(Beginning of Extract provided)

Fuck me. Walker takes all the fun out of insomnia. Speaking of which, I suffered this way from about single digits until my 30s. Unluckily, once out my parent’s home at 15 years of age, I gained access to intoxicants to knock me out each night, from hashish to booze to heroin. I say knock me out because although I was unconscious, apparently sleep still evaded me. What did I know?

In my thirties, I temporarily gave up all that shit. Oh my, and insomnia returned. It was like meeting an old bully you thought was left behind years ago and then after transferring into a new school, you find them there, well-established and hanging with those you intend to make your friends.

I learned self-hypnosis and defeated insomnia. Defeated it. Although, I eventually allowed substance use to creep back into my life, I was a more of an intermittent user. Functional, until those last few years that is. Both these things were gifts. I solved that addiction riddle too. Defeated it.

It’s the dreams you see, you can’t escape them. And, for better or worse, we need them. I can sleep in a gas station parking lot with cars going by now. I almost slept through the birth of my second son sitting in a chair ten feet from the missus. “Wally, you’re going to miss it!” was her cry. I awoke to find her and her sister and the nurse giving me the look women give men for being men. Oh, I know that look so well.

“They went painlessly in their sleep,” should be everyone’s hope. To go out that way is to gift wrap the inevitable. Link up years of sleep deficits with how sleep tunes the brain up each night and your chances of facing significant mental decline increase exponentially. It could be the difference between dying horribly and dying healthfully in your sleep, your DNA clock simply having wound down to zero.

Rob yourself of sleep and you may face dark dementia days ahead. With dementia, your brain slowly breaks down, and the horror is you are aware of its every step into madness. The horror, yes. You see and feel yourself slowly getting stupider and there is nothing you can do about it. Stupider, yes.

Your frustration falls on sympathetic but capably deaf ears, speaking of which the voices of those you love become garbled. Garbled, yes. And this might make you mad, so angry you fight back, swinging wildly in self-defence and at other times in righteousness. Whereas most of your life you were occasionally wrong and corrected yourself with humility and an apology, now you are always wrong.

You might take a walk down the hallway of your locked ward, this institution where you now live. You see others and take a seat among them to rest. You put your hand on your cane to steady yourself as you sit. Someone gets up to leave and wants your cane. You refuse to give it up, a struggle ensues. You get the worst of it. You are 89 and both your eyes are blackened. The horror… it was their cane after all.

You just don’t understand…. Anything.

(End of Extract provided)
(Beginning of Record set)

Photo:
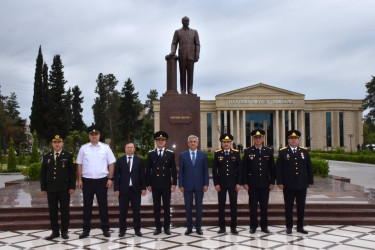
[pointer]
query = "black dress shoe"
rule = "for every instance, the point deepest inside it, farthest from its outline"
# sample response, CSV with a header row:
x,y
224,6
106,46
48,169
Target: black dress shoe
x,y
188,231
106,234
138,233
64,235
84,234
52,236
302,230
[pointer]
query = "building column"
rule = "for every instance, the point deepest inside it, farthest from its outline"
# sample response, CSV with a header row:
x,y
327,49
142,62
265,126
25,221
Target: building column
x,y
277,132
283,128
243,129
238,138
225,122
231,122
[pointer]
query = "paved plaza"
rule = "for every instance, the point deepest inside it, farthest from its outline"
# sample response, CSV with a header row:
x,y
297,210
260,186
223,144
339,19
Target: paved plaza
x,y
325,190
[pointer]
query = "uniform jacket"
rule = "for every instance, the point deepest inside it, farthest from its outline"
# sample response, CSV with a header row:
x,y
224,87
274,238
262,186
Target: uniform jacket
x,y
294,171
161,171
121,176
59,175
226,169
189,45
193,177
258,168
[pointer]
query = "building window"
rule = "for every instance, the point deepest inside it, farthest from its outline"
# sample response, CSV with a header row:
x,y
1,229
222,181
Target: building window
x,y
328,129
341,120
209,130
307,130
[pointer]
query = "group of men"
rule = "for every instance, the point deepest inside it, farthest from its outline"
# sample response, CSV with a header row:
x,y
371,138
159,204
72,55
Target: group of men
x,y
98,170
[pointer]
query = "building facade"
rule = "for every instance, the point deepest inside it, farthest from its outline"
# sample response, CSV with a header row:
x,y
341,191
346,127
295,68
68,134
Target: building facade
x,y
324,124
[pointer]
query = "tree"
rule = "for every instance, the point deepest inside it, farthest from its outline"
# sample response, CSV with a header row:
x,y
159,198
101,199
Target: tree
x,y
57,111
12,166
129,110
152,96
369,101
77,121
104,106
37,108
35,156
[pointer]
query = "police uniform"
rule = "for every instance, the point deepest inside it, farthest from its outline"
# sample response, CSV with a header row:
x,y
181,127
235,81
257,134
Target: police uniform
x,y
160,175
295,172
226,172
259,174
56,178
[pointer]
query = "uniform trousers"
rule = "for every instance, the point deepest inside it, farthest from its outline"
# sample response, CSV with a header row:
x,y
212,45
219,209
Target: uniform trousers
x,y
299,196
133,196
222,196
188,196
99,188
157,195
64,199
260,195
186,65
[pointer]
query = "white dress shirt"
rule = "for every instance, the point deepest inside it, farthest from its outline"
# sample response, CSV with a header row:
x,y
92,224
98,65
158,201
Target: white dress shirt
x,y
95,160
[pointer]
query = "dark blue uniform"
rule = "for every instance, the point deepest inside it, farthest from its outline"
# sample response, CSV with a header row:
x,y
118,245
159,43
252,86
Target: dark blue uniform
x,y
57,177
226,172
258,174
161,174
295,172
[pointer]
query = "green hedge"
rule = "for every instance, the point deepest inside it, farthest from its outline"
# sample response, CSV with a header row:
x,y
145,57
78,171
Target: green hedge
x,y
345,157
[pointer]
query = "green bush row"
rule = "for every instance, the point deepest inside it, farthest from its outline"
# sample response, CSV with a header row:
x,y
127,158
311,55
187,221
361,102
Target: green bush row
x,y
345,157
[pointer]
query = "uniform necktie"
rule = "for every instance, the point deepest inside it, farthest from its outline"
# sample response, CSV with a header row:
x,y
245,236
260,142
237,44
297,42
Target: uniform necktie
x,y
193,158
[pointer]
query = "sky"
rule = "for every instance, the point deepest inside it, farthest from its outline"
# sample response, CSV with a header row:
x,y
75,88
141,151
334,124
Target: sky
x,y
324,49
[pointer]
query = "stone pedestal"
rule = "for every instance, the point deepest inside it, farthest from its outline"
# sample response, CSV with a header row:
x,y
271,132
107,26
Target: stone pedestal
x,y
179,117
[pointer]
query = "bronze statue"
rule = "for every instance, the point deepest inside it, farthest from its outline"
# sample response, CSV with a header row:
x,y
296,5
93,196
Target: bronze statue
x,y
188,53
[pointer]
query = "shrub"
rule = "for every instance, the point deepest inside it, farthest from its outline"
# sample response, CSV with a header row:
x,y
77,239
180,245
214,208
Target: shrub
x,y
32,172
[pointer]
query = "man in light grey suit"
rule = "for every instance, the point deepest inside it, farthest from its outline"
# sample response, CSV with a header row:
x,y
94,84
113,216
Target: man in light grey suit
x,y
188,53
193,180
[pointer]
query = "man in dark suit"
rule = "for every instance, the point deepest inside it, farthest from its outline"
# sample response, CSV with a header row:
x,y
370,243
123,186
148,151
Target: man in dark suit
x,y
259,178
294,174
129,184
193,180
188,53
161,180
226,172
58,182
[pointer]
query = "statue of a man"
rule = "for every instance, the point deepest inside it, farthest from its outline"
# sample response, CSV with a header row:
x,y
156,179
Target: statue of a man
x,y
188,53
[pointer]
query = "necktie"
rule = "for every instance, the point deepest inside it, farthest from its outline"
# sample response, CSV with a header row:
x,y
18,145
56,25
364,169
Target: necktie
x,y
193,158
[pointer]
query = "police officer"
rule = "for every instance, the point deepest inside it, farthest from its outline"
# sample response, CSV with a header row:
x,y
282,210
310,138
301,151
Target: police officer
x,y
161,179
226,172
294,174
58,182
259,178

(End of Record set)

__Brief 1__
Write out the portion of the insomnia passage above, starting with "In my thirties, I" and going on through "too. Defeated it.".
__Brief 2__
According to the insomnia passage above, what did the writer learn that defeated insomnia?

__Output 1__
In my thirties, I temporarily gave up all that shit. Oh my, and insomnia returned. It was like meeting an old bully you thought was left behind years ago and then after transferring into a new school, you find them there, well-established and hanging with those you intend to make your friends.

I learned self-hypnosis and defeated insomnia. Defeated it. Although, I eventually allowed substance use to creep back into my life, I was a more of an intermittent user. Functional, until those last few years that is. Both these things were gifts. I solved that addiction riddle too. Defeated it.

__Output 2__
Self-hypnosis.